====== Dataset records ======

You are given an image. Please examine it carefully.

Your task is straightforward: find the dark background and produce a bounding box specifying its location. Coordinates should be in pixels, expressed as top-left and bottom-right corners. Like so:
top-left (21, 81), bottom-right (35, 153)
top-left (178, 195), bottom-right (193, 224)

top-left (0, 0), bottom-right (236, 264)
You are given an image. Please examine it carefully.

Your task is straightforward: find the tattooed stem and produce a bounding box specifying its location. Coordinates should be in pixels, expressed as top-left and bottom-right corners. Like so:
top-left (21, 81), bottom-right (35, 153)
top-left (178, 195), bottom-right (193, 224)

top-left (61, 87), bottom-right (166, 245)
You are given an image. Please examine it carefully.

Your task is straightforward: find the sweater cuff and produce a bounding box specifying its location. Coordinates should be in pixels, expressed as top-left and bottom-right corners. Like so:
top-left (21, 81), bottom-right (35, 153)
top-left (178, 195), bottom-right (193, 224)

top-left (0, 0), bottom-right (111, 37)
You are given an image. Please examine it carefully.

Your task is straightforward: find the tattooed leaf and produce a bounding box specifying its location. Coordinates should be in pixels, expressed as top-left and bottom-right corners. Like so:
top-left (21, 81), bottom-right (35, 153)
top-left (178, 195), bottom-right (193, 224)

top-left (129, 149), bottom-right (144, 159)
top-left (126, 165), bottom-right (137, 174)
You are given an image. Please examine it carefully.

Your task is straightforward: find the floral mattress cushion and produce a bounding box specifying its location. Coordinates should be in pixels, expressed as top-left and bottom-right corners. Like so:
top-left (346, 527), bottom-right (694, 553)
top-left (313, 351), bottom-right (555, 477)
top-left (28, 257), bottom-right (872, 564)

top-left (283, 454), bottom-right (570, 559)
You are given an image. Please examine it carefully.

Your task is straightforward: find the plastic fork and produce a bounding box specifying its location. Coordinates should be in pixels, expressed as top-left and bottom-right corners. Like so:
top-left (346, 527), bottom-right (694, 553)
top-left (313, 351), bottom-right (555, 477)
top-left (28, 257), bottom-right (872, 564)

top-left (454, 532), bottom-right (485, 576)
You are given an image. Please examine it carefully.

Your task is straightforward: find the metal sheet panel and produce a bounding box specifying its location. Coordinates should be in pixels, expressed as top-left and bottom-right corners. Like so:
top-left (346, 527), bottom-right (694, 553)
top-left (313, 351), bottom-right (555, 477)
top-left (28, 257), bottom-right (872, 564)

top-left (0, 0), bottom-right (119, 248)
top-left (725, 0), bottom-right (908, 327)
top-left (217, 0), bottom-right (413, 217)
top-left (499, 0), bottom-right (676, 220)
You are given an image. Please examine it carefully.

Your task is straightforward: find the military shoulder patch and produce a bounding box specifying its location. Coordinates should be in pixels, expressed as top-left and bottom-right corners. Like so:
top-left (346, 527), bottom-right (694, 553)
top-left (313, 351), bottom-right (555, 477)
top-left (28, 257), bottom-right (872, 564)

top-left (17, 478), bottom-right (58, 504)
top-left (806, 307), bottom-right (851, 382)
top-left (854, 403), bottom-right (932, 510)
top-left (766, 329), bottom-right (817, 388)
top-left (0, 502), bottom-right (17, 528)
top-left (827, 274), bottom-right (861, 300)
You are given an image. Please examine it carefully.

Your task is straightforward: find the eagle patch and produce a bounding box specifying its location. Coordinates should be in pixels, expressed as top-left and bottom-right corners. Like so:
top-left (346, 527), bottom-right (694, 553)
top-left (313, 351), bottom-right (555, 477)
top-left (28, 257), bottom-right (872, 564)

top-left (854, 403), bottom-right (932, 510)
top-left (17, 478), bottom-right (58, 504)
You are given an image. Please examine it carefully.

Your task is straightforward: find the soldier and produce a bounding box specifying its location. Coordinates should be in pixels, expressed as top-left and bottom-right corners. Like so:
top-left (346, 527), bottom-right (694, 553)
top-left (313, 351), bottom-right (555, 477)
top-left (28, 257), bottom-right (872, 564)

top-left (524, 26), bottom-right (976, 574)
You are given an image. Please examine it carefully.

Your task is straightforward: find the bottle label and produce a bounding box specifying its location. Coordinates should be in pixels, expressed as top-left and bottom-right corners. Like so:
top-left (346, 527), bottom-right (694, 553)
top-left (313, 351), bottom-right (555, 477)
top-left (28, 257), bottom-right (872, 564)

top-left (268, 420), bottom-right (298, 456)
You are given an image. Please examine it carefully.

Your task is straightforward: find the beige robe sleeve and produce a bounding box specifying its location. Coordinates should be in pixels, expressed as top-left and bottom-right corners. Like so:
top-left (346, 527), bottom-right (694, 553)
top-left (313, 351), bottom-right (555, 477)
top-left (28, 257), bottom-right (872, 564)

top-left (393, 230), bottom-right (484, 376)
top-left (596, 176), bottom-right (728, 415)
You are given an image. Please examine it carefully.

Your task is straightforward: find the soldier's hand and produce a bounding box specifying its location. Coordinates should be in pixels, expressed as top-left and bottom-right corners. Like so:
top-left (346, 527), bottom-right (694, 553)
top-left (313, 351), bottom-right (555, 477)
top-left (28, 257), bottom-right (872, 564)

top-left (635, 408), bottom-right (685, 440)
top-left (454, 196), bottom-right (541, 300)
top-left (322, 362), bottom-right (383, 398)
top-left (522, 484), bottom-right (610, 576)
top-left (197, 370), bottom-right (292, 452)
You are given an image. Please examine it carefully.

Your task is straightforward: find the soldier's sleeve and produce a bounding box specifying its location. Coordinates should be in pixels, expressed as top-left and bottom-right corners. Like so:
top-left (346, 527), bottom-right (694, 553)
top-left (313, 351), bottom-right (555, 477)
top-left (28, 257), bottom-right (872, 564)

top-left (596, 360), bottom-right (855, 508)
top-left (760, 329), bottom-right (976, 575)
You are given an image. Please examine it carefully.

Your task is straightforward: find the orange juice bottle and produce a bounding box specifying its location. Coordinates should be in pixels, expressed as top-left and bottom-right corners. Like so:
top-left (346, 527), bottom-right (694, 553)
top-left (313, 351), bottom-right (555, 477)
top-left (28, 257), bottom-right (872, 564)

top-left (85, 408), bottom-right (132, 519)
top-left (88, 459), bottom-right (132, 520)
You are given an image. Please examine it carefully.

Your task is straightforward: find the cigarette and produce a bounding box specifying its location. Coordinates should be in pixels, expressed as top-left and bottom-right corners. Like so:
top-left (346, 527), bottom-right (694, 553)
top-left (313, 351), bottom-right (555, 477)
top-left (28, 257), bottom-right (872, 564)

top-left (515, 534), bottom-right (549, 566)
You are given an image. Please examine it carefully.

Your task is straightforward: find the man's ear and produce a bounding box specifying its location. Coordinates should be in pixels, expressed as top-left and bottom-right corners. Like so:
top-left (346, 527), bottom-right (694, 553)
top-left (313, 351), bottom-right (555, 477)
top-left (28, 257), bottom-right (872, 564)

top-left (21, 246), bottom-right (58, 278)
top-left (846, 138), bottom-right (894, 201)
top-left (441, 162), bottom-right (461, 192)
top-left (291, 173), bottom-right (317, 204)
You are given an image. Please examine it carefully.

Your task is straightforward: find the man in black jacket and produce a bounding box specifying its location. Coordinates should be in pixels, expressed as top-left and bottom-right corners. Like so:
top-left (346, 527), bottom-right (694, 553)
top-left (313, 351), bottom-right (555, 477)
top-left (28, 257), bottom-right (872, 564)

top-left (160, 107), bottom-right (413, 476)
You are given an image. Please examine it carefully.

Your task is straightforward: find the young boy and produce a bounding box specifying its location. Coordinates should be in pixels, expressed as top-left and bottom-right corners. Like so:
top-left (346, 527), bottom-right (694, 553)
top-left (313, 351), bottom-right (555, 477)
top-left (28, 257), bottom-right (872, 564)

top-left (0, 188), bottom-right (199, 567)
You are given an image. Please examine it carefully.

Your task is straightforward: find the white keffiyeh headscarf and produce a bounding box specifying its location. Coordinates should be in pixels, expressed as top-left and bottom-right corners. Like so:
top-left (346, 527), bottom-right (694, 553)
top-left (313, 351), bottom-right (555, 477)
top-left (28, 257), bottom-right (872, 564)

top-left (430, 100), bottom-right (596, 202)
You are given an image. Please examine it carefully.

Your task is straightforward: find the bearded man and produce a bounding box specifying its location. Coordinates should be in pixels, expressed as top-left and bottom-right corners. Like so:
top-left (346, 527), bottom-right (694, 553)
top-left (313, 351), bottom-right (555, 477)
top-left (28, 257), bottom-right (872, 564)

======

Do this
Turn the entries, from their first line through the line that contains "top-left (61, 87), bottom-right (166, 245)", both included, into a Markdown table with the columns Row and Line. Number each row and leave out blank lines.

Solution to this exercise
| Row | Line |
|---|---|
| 1 | You are given an image. Please examine it carefully. |
| 2 | Your task is straightforward: find the dark background and produce a bounding box specifying its location. Coordinates should be in pixels, expressed as top-left and bottom-right corners. Like so: |
| 3 | top-left (21, 81), bottom-right (35, 153) |
| 4 | top-left (178, 195), bottom-right (193, 224) |
| 5 | top-left (0, 0), bottom-right (236, 264) |
| 6 | You are given an image. Please examine it carefully. |
| 7 | Your task is straightforward: find the tattooed stem and produce a bounding box specifying its location. Coordinates should be in pixels, expressed as top-left and bottom-right corners. Like so: |
| 8 | top-left (21, 81), bottom-right (35, 153) |
| 9 | top-left (178, 195), bottom-right (193, 224) |
| 10 | top-left (61, 87), bottom-right (166, 245) |